Work instruction >> Transcribe every entry exactly, with nothing added or left out.

Records for the task >>
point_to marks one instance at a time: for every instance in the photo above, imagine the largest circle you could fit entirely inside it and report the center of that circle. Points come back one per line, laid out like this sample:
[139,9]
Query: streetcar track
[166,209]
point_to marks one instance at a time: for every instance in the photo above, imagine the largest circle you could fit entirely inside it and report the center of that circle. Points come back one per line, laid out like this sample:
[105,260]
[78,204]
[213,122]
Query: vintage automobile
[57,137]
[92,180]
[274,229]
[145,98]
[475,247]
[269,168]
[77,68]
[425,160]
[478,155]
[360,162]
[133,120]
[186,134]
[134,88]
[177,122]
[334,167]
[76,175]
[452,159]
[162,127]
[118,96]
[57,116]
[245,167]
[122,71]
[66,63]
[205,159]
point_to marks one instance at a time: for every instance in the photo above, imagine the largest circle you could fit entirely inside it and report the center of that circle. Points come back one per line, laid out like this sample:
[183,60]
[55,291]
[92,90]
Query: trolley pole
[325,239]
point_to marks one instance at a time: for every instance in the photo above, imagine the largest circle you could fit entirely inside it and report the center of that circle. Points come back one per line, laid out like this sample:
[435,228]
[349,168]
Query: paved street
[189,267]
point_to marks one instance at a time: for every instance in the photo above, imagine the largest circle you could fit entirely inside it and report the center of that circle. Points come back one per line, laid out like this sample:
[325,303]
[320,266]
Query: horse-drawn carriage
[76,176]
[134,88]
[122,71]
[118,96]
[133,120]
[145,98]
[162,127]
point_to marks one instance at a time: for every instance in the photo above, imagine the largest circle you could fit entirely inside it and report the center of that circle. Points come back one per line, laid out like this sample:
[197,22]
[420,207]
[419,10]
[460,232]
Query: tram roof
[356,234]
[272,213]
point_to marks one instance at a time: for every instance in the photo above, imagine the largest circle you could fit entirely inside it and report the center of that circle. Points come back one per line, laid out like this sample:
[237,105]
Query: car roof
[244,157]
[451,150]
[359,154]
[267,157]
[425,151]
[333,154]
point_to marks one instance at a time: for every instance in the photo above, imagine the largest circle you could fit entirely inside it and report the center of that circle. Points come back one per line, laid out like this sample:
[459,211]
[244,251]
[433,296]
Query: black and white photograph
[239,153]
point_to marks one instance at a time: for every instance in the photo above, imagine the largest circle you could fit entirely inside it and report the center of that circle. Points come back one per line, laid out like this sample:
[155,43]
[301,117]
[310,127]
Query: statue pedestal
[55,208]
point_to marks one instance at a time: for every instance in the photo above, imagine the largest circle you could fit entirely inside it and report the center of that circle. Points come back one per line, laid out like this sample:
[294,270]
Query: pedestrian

Task response >>
point_to marks one instance at a time: for every instance in the photo above, imagine the largest circle you could fit entirely inside it and report the center of that circle. Points come back one per line, laid out like this sample:
[139,9]
Query: streetcar track
[166,209]
point_to marks one instance at a time: for every instance in the photo above, imagine the largest circle you could fit entirely inside it and report the center of that circle. Points come back one per line, laid out like this sample:
[105,260]
[78,204]
[213,122]
Query: vintage automobile
[57,137]
[92,180]
[274,229]
[145,98]
[475,247]
[269,168]
[77,68]
[425,160]
[478,155]
[360,162]
[133,120]
[186,134]
[134,88]
[177,122]
[334,167]
[76,175]
[452,159]
[162,127]
[118,96]
[57,116]
[245,167]
[122,71]
[66,63]
[205,159]
point_to marks one instance at a time: for every instance in the photo above, imagine the largest circle you could fit entirely inside it and report the center of that circle. Points come back one per line, laid out like this sample:
[183,60]
[55,291]
[92,90]
Query: trolley pole
[325,239]
point_to marks one instance at a time: for every instance in the photo above, imagine the largest circle you could fit entirely inside it and report the center of that circle. Points come back one per line, laid out like this sample:
[435,228]
[349,168]
Query: paved street
[189,267]
point_to marks one instance at a time: for every instance in the photo above, imagine the largest circle you could fit entirely inside it and report the center of that circle. Points come back one per line, laid out like this sample:
[325,303]
[320,266]
Query: horse-drawn carriage
[76,176]
[134,88]
[122,71]
[118,96]
[133,120]
[145,98]
[162,127]
point_to marks one instance at a time: for every instance in the photo above, imagine the largest circle you could fit entirely inside it and report the center of that circle. Points come back one per line, laid out like this sample:
[197,22]
[420,207]
[419,10]
[460,232]
Query: tram roof
[356,234]
[272,213]
point_to marks one instance at a time: for every instance in the photo above, imagine the largest circle you could fit entirely inside it and report the center of that circle. Points come back one per line, laid out like this sample:
[237,105]
Query: car roof
[244,157]
[451,150]
[359,154]
[267,157]
[425,151]
[333,154]
point_to marks one instance at a time: for every instance in the photo above, imagine the largest circle you could fit entirely inside it and report the center of that circle. Points come back one per line, laid out like this sample:
[459,211]
[244,251]
[433,296]
Query: black and white photograph
[239,153]
point_to marks one instance at a time: for every instance in the photo above, imagine the largest circle you could fit entirely inside it and report the center of that circle. Points come back one per line, laid out like this sample:
[155,43]
[301,117]
[310,127]
Query: statue pedestal
[55,208]
point_to marks one instance at a time: for every instance in the photo above, imagine the largest circle you could fit entirely inside it and report the center of that circle. Points come back one per line, laid out like this sample:
[294,270]
Query: pedestrian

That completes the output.